====== Dataset content ======

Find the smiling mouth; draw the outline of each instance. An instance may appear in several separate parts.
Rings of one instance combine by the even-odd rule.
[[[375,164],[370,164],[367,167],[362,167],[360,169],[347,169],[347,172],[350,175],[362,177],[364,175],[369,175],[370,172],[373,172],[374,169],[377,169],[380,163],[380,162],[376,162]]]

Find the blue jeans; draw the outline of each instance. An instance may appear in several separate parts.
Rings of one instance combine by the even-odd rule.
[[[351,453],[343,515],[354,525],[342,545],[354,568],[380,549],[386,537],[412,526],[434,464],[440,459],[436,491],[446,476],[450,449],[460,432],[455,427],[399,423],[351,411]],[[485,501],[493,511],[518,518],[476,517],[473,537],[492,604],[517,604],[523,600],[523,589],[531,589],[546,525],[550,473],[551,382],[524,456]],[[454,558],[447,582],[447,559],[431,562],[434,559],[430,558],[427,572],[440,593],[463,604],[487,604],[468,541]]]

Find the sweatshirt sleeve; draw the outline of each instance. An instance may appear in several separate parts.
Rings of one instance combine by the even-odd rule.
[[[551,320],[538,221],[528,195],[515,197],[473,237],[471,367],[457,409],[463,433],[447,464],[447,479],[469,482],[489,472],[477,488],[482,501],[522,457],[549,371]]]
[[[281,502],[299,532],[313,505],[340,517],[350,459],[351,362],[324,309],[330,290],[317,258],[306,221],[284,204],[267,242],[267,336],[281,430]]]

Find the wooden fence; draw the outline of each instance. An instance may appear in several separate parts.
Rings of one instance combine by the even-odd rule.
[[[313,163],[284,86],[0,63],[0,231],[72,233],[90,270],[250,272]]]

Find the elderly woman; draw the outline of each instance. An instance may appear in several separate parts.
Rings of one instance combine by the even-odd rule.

======

** What the exercise asks **
Please reproduce all of the data above word for word, keeping every line in its original order.

** Answer to the task **
Find the smiling mouth; draw the outline of each instance. An instance may appear in several separate parts.
Rings of one instance combine by the even-odd rule.
[[[375,164],[370,164],[367,167],[362,167],[360,169],[347,169],[347,172],[350,175],[362,177],[364,175],[369,175],[370,172],[373,172],[374,169],[377,169],[380,163],[380,162],[376,162]]]

Find the blue jeans; draw the outline of each instance. An instance may appear in several separate parts.
Rings of one instance combine by the even-odd rule.
[[[351,453],[343,515],[354,525],[342,545],[354,568],[380,549],[386,537],[412,526],[434,464],[440,459],[436,491],[446,476],[450,449],[460,432],[455,427],[399,423],[351,411]],[[485,501],[493,511],[518,518],[476,517],[473,537],[492,604],[517,604],[523,600],[523,589],[531,589],[546,525],[550,473],[551,382],[524,456]],[[454,558],[447,582],[447,559],[431,562],[434,559],[430,558],[427,572],[440,593],[463,604],[487,604],[468,541]]]

Find the sweatshirt sleeve; draw the outline of each instance. An instance may appear in several separate parts.
Rings of one instance combine by the even-odd rule.
[[[551,320],[538,221],[528,195],[515,197],[473,237],[471,367],[457,409],[463,433],[447,464],[447,479],[469,482],[489,472],[477,488],[482,501],[522,457],[549,371]]]
[[[281,502],[299,532],[313,505],[340,517],[350,459],[351,362],[324,309],[330,290],[317,258],[306,221],[284,204],[267,242],[267,336],[281,430]]]

Find the wooden fence; draw the outline of each instance. An instance may appear in several separate parts.
Rings of one instance combine by the even-odd rule.
[[[313,163],[284,86],[0,63],[0,231],[72,233],[90,270],[250,272]]]

Find the elderly woman; draw the outline of each instance. An instance may appear in several separate parts.
Rings of one instance combine by the even-odd rule.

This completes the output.